TASK DIRECTIONS:
Extract every line of the rows below that contains the string "negative", and match case exactly.

DATASET EXCERPTS:

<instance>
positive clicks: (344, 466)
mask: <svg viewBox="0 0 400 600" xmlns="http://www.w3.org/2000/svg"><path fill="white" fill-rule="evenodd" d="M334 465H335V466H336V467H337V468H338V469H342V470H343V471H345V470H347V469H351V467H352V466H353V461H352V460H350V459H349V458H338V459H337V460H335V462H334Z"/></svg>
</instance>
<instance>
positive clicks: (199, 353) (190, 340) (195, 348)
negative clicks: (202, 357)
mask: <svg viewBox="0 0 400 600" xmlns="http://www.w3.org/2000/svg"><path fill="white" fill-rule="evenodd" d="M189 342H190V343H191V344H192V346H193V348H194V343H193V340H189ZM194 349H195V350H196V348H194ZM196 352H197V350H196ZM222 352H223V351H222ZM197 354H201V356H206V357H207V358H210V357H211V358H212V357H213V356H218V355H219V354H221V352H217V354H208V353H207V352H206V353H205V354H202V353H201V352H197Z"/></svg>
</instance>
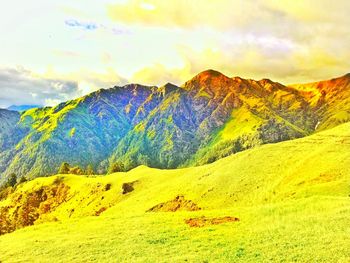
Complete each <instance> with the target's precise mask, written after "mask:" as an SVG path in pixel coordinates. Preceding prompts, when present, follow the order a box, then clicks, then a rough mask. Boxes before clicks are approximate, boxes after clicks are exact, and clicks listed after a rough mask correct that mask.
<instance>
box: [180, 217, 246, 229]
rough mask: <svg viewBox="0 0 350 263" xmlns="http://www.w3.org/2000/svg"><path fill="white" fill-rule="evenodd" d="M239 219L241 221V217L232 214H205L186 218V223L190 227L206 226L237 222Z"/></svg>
mask: <svg viewBox="0 0 350 263" xmlns="http://www.w3.org/2000/svg"><path fill="white" fill-rule="evenodd" d="M237 221H239V218H237V217H232V216H225V217H215V218H207V217H205V216H202V217H198V218H189V219H185V223H186V224H187V225H189V226H190V227H204V226H210V225H219V224H224V223H228V222H237Z"/></svg>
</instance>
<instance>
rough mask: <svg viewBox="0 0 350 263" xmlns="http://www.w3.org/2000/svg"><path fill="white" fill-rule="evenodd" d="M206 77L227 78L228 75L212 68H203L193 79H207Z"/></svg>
mask: <svg viewBox="0 0 350 263" xmlns="http://www.w3.org/2000/svg"><path fill="white" fill-rule="evenodd" d="M207 78H229V77H227V76H225V75H224V74H222V73H221V72H219V71H216V70H213V69H207V70H204V71H202V72H200V73H199V74H197V75H196V76H195V77H194V79H207Z"/></svg>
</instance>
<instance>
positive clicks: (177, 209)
mask: <svg viewBox="0 0 350 263" xmlns="http://www.w3.org/2000/svg"><path fill="white" fill-rule="evenodd" d="M198 210H201V208H200V207H199V206H198V205H197V204H196V203H194V202H193V201H191V200H186V199H185V197H184V196H182V195H178V196H176V197H175V199H173V200H170V201H167V202H164V203H160V204H158V205H156V206H154V207H152V208H150V209H149V210H147V212H176V211H198Z"/></svg>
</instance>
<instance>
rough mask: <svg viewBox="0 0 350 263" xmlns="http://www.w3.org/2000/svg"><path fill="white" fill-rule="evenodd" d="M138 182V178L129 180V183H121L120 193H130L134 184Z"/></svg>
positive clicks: (131, 191)
mask: <svg viewBox="0 0 350 263" xmlns="http://www.w3.org/2000/svg"><path fill="white" fill-rule="evenodd" d="M137 183H138V180H136V181H133V182H129V183H123V184H122V194H123V195H125V194H127V193H130V192H132V191H134V185H135V184H137Z"/></svg>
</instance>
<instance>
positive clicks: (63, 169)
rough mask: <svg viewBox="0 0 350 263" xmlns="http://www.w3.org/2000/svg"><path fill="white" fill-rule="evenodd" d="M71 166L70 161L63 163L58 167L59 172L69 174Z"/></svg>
mask: <svg viewBox="0 0 350 263" xmlns="http://www.w3.org/2000/svg"><path fill="white" fill-rule="evenodd" d="M69 170H70V166H69V163H66V162H64V163H62V164H61V166H60V168H59V169H58V173H59V174H69Z"/></svg>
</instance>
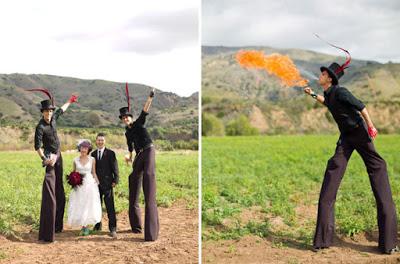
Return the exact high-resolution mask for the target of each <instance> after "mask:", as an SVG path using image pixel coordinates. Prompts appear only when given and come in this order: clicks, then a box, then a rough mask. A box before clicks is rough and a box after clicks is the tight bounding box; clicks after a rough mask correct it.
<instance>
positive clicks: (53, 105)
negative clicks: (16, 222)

YOUR SOLUTION:
negative clicks: (202, 357)
negative clicks: (16, 222)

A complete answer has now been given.